### Assignment:
Repeat the data verbatim, images excluded.

Region pointing data
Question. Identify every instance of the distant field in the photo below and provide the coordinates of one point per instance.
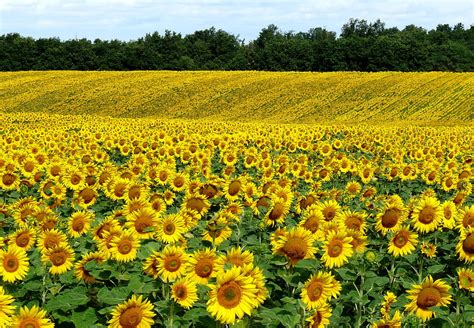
(245, 96)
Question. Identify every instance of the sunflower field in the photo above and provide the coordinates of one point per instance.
(144, 222)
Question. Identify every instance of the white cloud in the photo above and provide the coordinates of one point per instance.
(129, 19)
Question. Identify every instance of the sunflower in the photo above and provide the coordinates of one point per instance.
(353, 220)
(124, 247)
(172, 263)
(23, 238)
(170, 229)
(296, 244)
(135, 312)
(393, 215)
(330, 209)
(465, 246)
(14, 264)
(450, 213)
(33, 317)
(184, 292)
(337, 249)
(387, 322)
(202, 266)
(403, 242)
(312, 220)
(232, 296)
(80, 223)
(61, 258)
(427, 215)
(6, 309)
(142, 222)
(49, 239)
(320, 318)
(465, 217)
(234, 257)
(81, 272)
(318, 289)
(466, 279)
(428, 249)
(430, 293)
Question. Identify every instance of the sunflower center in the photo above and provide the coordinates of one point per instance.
(204, 268)
(329, 213)
(131, 317)
(428, 297)
(172, 263)
(229, 295)
(142, 223)
(276, 212)
(58, 258)
(353, 222)
(390, 218)
(180, 292)
(10, 263)
(335, 248)
(427, 215)
(78, 225)
(169, 228)
(295, 248)
(311, 224)
(22, 239)
(125, 247)
(315, 291)
(29, 323)
(401, 239)
(468, 244)
(8, 179)
(468, 219)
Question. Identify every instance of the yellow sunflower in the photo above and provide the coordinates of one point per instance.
(319, 289)
(143, 222)
(337, 249)
(234, 257)
(6, 309)
(430, 293)
(135, 312)
(465, 246)
(202, 266)
(14, 264)
(320, 318)
(403, 242)
(170, 229)
(184, 292)
(33, 317)
(80, 223)
(466, 279)
(60, 257)
(427, 215)
(465, 217)
(296, 244)
(172, 263)
(23, 238)
(81, 272)
(232, 296)
(124, 247)
(393, 215)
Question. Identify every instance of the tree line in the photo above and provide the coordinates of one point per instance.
(361, 46)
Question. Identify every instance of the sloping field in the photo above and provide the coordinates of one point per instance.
(245, 96)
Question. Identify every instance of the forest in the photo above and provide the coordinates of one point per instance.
(360, 46)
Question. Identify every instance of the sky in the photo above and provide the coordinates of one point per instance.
(131, 19)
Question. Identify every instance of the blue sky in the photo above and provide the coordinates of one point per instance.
(131, 19)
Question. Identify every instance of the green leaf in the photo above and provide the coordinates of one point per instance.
(85, 318)
(68, 300)
(114, 296)
(436, 268)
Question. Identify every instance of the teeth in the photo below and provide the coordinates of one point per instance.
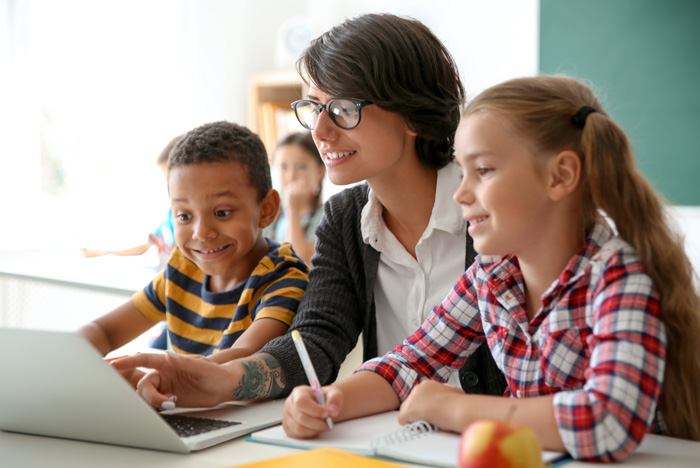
(211, 251)
(338, 155)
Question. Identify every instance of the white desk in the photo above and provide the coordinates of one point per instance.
(19, 450)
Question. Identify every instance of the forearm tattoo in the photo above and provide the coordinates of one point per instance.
(263, 379)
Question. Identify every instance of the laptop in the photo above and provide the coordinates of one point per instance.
(56, 384)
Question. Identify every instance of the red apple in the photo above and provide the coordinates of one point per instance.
(498, 444)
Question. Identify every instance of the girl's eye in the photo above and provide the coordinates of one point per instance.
(483, 170)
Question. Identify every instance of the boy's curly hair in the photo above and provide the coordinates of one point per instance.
(225, 141)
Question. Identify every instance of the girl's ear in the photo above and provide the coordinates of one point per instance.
(269, 207)
(565, 174)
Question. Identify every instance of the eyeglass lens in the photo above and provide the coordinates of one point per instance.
(344, 113)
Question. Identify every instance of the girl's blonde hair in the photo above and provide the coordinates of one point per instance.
(542, 109)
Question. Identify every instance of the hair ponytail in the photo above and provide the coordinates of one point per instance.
(542, 109)
(641, 220)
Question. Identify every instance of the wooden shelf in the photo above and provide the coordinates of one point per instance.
(269, 99)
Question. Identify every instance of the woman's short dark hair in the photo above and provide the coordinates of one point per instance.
(398, 64)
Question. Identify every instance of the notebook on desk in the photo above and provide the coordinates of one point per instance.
(56, 384)
(381, 435)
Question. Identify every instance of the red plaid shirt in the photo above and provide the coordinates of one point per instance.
(597, 343)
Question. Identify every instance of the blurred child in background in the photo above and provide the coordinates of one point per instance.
(163, 237)
(301, 171)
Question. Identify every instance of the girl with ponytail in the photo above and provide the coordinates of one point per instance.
(582, 291)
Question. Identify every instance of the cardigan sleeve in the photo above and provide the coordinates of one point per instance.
(330, 315)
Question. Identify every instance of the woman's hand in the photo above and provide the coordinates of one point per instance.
(304, 417)
(194, 380)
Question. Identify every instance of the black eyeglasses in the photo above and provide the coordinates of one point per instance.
(344, 112)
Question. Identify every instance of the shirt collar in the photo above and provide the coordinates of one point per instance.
(500, 268)
(446, 214)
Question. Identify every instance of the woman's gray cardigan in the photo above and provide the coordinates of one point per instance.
(339, 303)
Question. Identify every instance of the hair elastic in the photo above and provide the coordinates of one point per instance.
(580, 116)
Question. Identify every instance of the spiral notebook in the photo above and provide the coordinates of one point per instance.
(381, 435)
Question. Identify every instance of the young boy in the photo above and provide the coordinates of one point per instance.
(226, 287)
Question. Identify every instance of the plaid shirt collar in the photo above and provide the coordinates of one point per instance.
(504, 271)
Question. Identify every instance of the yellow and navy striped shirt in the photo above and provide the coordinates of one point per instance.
(203, 322)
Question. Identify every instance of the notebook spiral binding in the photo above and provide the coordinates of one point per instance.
(406, 433)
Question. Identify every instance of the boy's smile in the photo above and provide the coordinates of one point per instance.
(217, 220)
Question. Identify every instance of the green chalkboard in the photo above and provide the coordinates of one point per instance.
(642, 57)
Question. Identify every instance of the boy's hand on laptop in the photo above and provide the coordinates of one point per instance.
(195, 381)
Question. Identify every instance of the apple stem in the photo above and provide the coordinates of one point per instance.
(510, 413)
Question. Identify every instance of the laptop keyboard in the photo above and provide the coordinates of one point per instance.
(187, 426)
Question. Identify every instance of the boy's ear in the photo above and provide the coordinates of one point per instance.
(565, 174)
(269, 207)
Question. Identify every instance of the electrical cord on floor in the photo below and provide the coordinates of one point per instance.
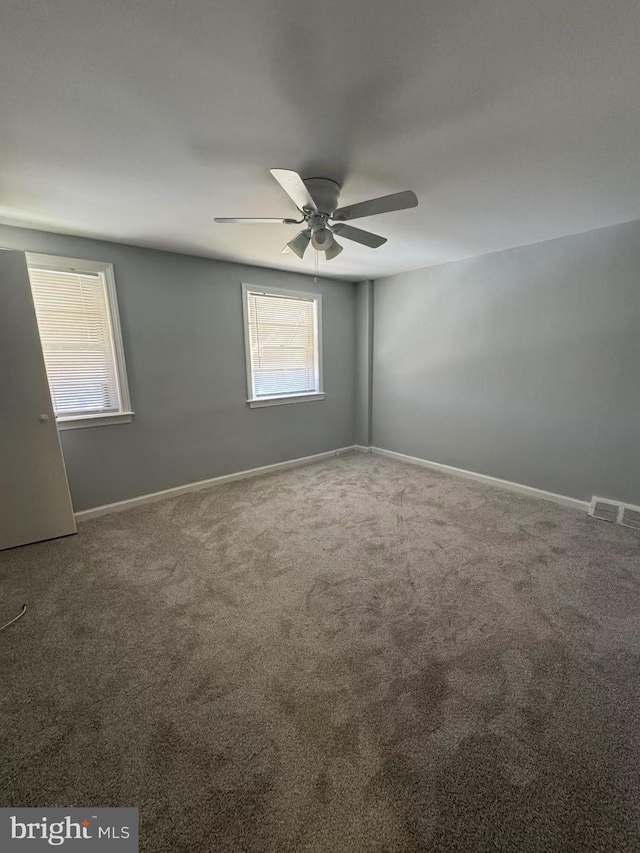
(15, 618)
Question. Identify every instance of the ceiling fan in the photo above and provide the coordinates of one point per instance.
(317, 201)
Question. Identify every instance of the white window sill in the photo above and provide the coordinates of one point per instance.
(82, 421)
(279, 401)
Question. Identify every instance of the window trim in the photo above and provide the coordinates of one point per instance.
(79, 265)
(260, 402)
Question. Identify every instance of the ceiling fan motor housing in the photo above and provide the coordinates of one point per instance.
(324, 192)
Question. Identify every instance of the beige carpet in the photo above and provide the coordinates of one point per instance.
(358, 655)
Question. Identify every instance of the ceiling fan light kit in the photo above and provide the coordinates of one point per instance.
(317, 201)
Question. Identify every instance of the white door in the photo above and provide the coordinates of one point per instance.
(35, 502)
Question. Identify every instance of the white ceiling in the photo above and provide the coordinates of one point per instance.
(140, 120)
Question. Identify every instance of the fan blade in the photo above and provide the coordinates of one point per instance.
(366, 238)
(333, 251)
(293, 185)
(385, 204)
(300, 242)
(249, 220)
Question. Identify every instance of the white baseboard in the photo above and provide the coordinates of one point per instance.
(119, 506)
(521, 489)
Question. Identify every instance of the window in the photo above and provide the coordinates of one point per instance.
(77, 314)
(283, 338)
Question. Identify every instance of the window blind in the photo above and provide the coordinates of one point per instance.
(283, 345)
(75, 330)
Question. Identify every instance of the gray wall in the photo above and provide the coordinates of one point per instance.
(183, 336)
(364, 354)
(523, 364)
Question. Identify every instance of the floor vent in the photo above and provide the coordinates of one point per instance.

### Exercise answer:
Question. Identify every instance of the distant field in the photo below and provide the coordinates of one point per instance.
(245, 96)
Question. Identify every instance of the sunflower field in the photo above and provide the coordinates of one point per instance.
(144, 222)
Question. Identify every instance of the white cloud in the photo above and provide the coordinates of one point per instance.
(129, 19)
Question. Identify every instance of the sunflower in the photo above and provide the coordinates of one point per instance.
(353, 220)
(124, 247)
(172, 263)
(23, 238)
(170, 229)
(296, 244)
(135, 312)
(393, 215)
(330, 209)
(465, 246)
(14, 264)
(450, 213)
(33, 317)
(184, 292)
(337, 249)
(387, 322)
(202, 266)
(403, 242)
(312, 220)
(232, 296)
(80, 223)
(61, 258)
(427, 215)
(6, 309)
(142, 222)
(49, 239)
(320, 318)
(465, 217)
(234, 257)
(81, 272)
(318, 289)
(466, 279)
(428, 249)
(430, 293)
Question. Identify every instance of the sunflower center in the photo above and provide the coordinates of one point per instance.
(204, 268)
(329, 213)
(131, 317)
(428, 297)
(172, 263)
(229, 295)
(142, 223)
(276, 212)
(58, 258)
(353, 222)
(390, 218)
(180, 292)
(10, 263)
(335, 248)
(427, 215)
(78, 225)
(169, 228)
(295, 248)
(311, 224)
(22, 239)
(125, 247)
(315, 291)
(29, 323)
(401, 239)
(468, 244)
(8, 179)
(468, 219)
Question. Identify every instance of the yellow sunflower in the photo above and provide the coordinates of one point per instance.
(319, 289)
(143, 222)
(337, 249)
(234, 257)
(6, 309)
(430, 293)
(135, 312)
(465, 246)
(202, 266)
(14, 264)
(320, 318)
(403, 242)
(170, 229)
(184, 292)
(33, 317)
(80, 223)
(466, 279)
(60, 257)
(427, 215)
(465, 217)
(296, 244)
(172, 263)
(23, 238)
(81, 272)
(232, 296)
(124, 247)
(393, 215)
Question. Identify every instance of the tree line in the photo above and provide the coordinates of one point per instance.
(361, 46)
Question. Identify every instance of the sloping field in the photo above and provide the coordinates of one point per instance.
(245, 96)
Question. Identify every instance of the forest in the photo above and provide the coordinates of one point per instance.
(360, 46)
Question. Identify every instance of the sky in the photo above and provide the coordinates of one point per instance.
(131, 19)
Question. Identify every instance of the blue sky in the photo above and provide the coordinates of one point per instance.
(131, 19)
Question. Identify every instance of the green leaf in the photo above and provide the coordinates of one point per instance.
(85, 318)
(68, 300)
(114, 296)
(436, 268)
Question. Identify every instance of the teeth in the photo below and provide the coordinates of one point per instance.
(211, 251)
(338, 155)
Question. Identify every instance of the white desk in the photo above and provide the coordinates of one point per instance.
(19, 450)
Question. Identify every instance of the forearm tattoo in the photo above and provide the coordinates of one point per instance.
(263, 379)
Question. Identify every instance of the laptop in the photo above and provide the coordinates of one point per instance.
(56, 384)
Question. Identify every instance of the red apple in the photo above and provide the coordinates of one point per instance.
(498, 444)
Question. Identify every instance of the girl's eye in the photo above and provide the coordinates of one point per instance.
(483, 170)
Question. Identify every instance of the boy's curly hair in the photo above and provide the coordinates of one point per instance.
(225, 141)
Question. Identify every instance of the girl's ear in the photo above and provide the coordinates of one point per instance.
(269, 207)
(565, 174)
Question. Identify every instance of the eyeglass lens in the photo above and provide the coordinates of one point per instance.
(344, 113)
Question. Identify every instance of the girl's blonde hair in the photo above and provide the coordinates of one point per instance.
(542, 109)
Question. Identify every instance of the hair ponytail in the photo above and provide the coordinates of one point per instance.
(542, 109)
(641, 220)
Question. Identify every instance of the wooden shelf in the photo above and provide the coordinates of one point per instance.
(269, 99)
Question. Identify every instance of the woman's short dark hair in the photo above and provide the coordinates of one point per instance.
(398, 64)
Question. Identify every instance of the notebook on desk in the photo above and provide the coordinates of one point per instance.
(56, 384)
(381, 435)
Question. Identify every instance of the red plaid shirt in the photo above and provide the coordinates of one point per instance.
(597, 343)
Question. Identify every instance of the blurred child in background in the photo above and provide the coordinates of one point per instance.
(163, 237)
(301, 171)
Question. Identify every instance of the girl with ponytail in the photo above and provide the coordinates of one point per instance.
(582, 291)
Question. Identify every instance of the cardigan sleeve in the photo above and provide the coordinates of one point per instance.
(330, 315)
Question. Identify every instance of the woman's hand in the photo above and provide the coordinates of one point per instance.
(304, 417)
(194, 380)
Question. Identify every instance of the black eyeglasses in the photo above and provide the coordinates of one point per instance.
(344, 112)
Question. Identify every instance of the shirt collar in the photo above and provide the coordinates of one point per instance.
(500, 268)
(446, 214)
Question. Identify every instance of the woman's gray cardigan in the photo above and provide the coordinates of one point per instance.
(339, 303)
Question. Identify every instance of the hair elastic in the photo above and provide the coordinates of one point per instance.
(580, 116)
Question. Identify every instance of the spiral notebook in the photo above and provide the coordinates of one point per instance.
(381, 435)
Question. Identify every instance of the young boy in the photo above and provide the coordinates of one point per instance.
(226, 287)
Question. Identify every instance of the plaid shirt collar in the photo above and provide the coordinates of one point per instance.
(504, 271)
Question. Identify every instance of the yellow and navy striped shirt in the photo above and provide the coordinates of one point per instance.
(203, 322)
Question. Identify every instance of the notebook spiral binding in the photo above and provide the coordinates of one point per instance.
(406, 433)
Question. Identify every instance of the boy's smile in the photo above and provide the coordinates of one point per instance.
(217, 220)
Question. Identify every instance of the green chalkboard in the photo above and provide the coordinates of one point per instance.
(642, 57)
Question. Identify every instance of the boy's hand on laptop in the photo above and provide the coordinates of one point per instance.
(195, 381)
Question. Identify every instance of the apple stem in the photo above and provide the coordinates of one point per instance.
(510, 413)
Question. Identify every instance of the laptop keyboard in the photo above and provide the coordinates of one point per instance.
(187, 426)
Question. Identify every instance of the boy's ear in the photo above and provide the coordinates of one point per instance.
(565, 174)
(269, 207)
Question. Identify every instance of the electrical cord on floor in the photo below and provide the coordinates of one point per instance.
(15, 618)
Question. Identify every instance of the ceiling fan in the photo above and provide the coordinates of one point per instance.
(317, 201)
Question. Identify every instance of the white window sill in the photo above and provide the coordinates of one point per instance.
(82, 421)
(279, 401)
Question. Identify every instance of the window trim in the photo above and provide the coordinates of one point per instance.
(79, 265)
(260, 402)
Question. Identify every instance of the ceiling fan motor housing in the photo above and provide the coordinates of one point per instance.
(324, 192)
Question. Identify every instance of the beige carpet in the photo above and provide the coordinates of one point per instance.
(358, 655)
Question. Identify every instance of the ceiling fan light kit in the photo above and provide the coordinates of one point per instance.
(317, 201)
Question. Identify every instance of the white door in the photo above and provide the coordinates of one point per instance.
(35, 502)
Question. Identify every instance of the white ceiling in the photo above and provide the coordinates of one point per instance.
(140, 120)
Question. Identify every instance of the fan blade in the photo above and provide the coordinates of one point per instance.
(366, 238)
(333, 251)
(293, 185)
(385, 204)
(300, 242)
(249, 220)
Question. Identify every instance of the white baseboard in the photo above and provide the coordinates of one point per instance.
(119, 506)
(521, 489)
Question. Identify every instance of the window in the photo above and provide the coordinates of one point per instance.
(77, 314)
(283, 338)
Question. Identify every instance of the window blind in the photo above and provide the coordinates of one point per instance.
(283, 345)
(75, 330)
Question. Identify every instance of the gray wall in the photo above and provide the coordinates of one point per instance.
(183, 336)
(364, 354)
(523, 364)
Question. Identify every instance of the floor vent in the photo above and provide the coordinates of one point per instance.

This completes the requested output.